## Exercises to complete
**A.** In the webinar post, what kind of assets will companies in the region emphasize over the next five years?
**B.** For each statement, say whether it agrees with the webinar post. Answer yes or no, and quote the deciding words of the webinar post. (i) Most of the panelists' companies were in Brazil. (ii) The webinar lasted two hours. (iii) Sanofi's suite of products for Type II diabetes patients includes a moisturizer for diabetic foot care.
**C.** Print the part of the webinar post that opens with the words containing "A few weeks" and closes with "US and Europe.", with no changes.

*** Quoted passage ***

BIO Latin America Webinar: Comments and Perspectives 
Posted by Carlos on Sep 08, 2014


A few weeks ago, BIO conducted an interesting panel discussion as part of their run up to the BIO Latin America Conference taking place the week in Brazil.

The panel included business development professionals from a wide range of companies in Latin America, primarily Brazil.

Here are a few comments and issues which stood out for us during this informative hour-long webinar.

Later Stage Assets Preferred –  There was a lot of discussion on the long-term opportunity to turn local original research into development programs, and possibly products. However, the near-term (next five years) emphasis for companies in the region will be on assets with Phase II data or later. Some companies prefer products which are already on the market in “established”countries, like the US and Europe.

Holistic Approaches Welcome – Sanofi provided an example where they market a suite of products for the Type II diabetes patient, including a moisturizer for diabetic foot care. Some South American companies are much more likely to take a patient-centric view which may include prescription brands, branded generics, and non-prescription products. This could make for some interesting transactions if a suite of products can be bundled as part of a licensing deal.

*** End of Quoted passage ***
*** Input data ***

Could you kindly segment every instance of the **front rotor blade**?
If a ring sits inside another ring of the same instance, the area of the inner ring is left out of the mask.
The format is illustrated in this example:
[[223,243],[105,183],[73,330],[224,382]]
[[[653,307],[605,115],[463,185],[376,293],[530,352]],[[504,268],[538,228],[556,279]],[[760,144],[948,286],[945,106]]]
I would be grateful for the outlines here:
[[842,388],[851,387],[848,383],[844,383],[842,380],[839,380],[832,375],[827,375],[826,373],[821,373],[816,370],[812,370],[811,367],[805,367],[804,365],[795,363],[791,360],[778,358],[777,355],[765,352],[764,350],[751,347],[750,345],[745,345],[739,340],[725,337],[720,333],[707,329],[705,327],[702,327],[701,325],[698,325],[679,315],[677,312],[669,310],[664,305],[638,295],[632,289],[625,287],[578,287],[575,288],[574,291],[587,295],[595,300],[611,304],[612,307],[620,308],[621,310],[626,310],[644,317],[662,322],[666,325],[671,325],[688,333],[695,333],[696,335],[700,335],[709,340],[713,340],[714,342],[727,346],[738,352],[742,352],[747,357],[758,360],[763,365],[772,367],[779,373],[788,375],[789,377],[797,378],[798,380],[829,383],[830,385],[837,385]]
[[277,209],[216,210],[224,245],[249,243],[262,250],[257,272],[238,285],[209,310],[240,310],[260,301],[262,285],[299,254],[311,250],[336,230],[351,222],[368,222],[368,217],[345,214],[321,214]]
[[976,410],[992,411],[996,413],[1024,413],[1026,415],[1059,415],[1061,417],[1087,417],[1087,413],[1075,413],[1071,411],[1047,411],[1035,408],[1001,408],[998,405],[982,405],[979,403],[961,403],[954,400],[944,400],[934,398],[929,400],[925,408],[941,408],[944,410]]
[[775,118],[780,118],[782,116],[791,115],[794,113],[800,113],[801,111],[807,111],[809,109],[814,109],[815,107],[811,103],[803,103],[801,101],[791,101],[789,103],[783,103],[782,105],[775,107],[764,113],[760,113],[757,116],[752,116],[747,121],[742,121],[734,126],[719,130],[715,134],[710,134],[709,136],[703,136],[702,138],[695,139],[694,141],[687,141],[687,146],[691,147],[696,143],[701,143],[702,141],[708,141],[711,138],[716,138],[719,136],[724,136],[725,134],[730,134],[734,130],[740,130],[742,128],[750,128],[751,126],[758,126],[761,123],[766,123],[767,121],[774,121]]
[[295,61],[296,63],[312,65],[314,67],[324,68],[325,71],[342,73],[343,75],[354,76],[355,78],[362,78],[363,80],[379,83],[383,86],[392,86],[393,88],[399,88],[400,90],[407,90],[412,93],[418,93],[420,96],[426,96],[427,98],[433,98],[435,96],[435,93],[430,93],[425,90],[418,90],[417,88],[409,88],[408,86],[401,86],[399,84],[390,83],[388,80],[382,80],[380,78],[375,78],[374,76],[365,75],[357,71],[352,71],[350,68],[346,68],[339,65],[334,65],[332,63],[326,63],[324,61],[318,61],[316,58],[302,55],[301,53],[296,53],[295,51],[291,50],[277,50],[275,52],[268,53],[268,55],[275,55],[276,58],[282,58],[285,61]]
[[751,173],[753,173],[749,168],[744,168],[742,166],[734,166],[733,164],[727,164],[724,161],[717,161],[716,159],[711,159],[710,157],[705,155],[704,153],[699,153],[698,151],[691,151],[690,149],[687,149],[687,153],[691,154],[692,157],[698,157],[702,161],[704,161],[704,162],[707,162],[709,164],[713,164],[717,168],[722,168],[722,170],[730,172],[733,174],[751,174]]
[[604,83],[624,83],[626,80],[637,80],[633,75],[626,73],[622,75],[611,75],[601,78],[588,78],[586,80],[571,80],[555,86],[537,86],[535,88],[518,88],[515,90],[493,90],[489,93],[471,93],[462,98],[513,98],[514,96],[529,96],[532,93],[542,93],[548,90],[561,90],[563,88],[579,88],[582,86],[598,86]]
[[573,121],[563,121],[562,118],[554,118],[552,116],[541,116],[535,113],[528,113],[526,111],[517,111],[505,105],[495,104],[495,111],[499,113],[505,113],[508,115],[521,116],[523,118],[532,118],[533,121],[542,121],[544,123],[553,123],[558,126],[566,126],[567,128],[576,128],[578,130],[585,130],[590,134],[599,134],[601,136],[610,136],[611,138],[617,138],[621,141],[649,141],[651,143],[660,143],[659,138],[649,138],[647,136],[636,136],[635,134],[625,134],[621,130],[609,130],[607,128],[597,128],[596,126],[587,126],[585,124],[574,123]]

*** End of Input data ***
*** Input data ***

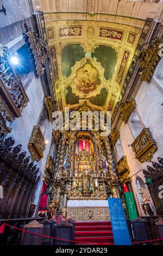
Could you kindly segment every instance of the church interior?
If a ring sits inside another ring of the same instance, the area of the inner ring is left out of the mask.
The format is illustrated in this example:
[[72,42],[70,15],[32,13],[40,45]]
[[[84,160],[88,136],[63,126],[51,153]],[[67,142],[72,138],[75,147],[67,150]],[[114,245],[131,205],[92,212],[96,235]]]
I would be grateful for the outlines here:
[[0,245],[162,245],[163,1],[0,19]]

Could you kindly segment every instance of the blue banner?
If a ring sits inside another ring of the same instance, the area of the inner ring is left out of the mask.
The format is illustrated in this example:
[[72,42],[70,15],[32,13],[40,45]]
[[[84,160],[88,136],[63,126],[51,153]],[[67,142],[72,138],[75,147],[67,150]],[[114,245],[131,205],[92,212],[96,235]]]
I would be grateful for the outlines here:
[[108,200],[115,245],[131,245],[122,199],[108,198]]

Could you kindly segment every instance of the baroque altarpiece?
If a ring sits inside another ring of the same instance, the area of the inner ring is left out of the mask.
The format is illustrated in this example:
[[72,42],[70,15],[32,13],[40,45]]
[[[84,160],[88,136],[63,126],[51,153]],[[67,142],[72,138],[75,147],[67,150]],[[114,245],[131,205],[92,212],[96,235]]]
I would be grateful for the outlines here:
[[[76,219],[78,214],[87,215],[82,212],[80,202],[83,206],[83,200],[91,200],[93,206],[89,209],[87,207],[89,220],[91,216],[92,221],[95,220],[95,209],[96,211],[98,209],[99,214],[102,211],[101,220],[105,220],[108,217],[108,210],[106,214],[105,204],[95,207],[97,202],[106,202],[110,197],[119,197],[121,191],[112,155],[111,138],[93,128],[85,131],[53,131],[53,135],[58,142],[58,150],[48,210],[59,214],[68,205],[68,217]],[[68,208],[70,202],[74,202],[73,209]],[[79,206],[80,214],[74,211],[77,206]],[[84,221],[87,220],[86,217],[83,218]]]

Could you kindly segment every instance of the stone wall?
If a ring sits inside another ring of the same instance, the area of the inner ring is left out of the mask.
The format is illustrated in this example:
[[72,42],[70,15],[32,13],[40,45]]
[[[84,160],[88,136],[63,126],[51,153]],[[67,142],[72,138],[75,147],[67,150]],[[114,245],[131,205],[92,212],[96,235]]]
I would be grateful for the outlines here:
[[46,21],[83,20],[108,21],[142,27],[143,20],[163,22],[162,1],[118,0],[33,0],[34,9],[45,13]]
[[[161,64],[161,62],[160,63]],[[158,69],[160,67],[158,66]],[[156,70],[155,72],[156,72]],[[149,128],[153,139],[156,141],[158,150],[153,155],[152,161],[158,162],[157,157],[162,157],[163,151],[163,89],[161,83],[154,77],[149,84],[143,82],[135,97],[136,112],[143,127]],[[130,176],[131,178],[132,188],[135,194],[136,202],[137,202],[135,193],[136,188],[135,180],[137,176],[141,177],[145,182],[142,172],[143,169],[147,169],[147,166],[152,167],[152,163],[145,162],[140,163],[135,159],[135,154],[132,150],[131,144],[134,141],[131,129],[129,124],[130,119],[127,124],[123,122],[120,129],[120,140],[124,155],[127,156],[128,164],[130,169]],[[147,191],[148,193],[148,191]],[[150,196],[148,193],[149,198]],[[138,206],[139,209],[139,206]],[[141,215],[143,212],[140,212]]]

*** End of Input data ***
*** Input data ***

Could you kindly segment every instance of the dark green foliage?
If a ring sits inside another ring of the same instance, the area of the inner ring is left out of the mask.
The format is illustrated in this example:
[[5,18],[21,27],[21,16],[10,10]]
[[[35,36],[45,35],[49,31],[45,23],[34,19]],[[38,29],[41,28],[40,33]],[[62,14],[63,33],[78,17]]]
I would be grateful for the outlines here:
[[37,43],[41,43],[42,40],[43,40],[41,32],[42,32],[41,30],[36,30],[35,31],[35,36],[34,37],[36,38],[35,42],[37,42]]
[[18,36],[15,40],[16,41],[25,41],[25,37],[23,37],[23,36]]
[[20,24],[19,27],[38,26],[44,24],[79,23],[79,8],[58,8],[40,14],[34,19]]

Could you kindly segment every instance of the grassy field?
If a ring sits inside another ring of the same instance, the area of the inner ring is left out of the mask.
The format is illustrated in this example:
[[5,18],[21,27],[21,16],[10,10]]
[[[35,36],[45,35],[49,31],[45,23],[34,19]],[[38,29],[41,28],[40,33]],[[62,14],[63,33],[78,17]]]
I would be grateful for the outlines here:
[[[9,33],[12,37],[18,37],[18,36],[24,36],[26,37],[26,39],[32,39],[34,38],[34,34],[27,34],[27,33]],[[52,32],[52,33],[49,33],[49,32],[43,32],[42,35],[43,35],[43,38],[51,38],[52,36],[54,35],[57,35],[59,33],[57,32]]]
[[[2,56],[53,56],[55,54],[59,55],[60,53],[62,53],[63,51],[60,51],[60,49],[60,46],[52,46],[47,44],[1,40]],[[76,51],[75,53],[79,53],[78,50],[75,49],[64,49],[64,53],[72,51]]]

*** End of Input data ***

## Numbered answers
**A.** Assets with Phase II data or later.

**B.**
(i) Yes: "primarily Brazil"
(ii) No: "this informative hour-long webinar"
(iii) Yes: "including a moisturizer for diabetic foot care"

**C.**
A few weeks ago, BIO conducted an interesting panel discussion as part of their run up to the BIO Latin America Conference taking place the week in Brazil.

The panel included business development professionals from a wide range of companies in Latin America, primarily Brazil.

Here are a few comments and issues which stood out for us during this informative hour-long webinar.

Later Stage Assets Preferred –  There was a lot of discussion on the long-term opportunity to turn local original research into development programs, and possibly products. However, the near-term (next five years) emphasis for companies in the region will be on assets with Phase II data or later. Some companies prefer products which are already on the market in “established”countries, like the US and Europe.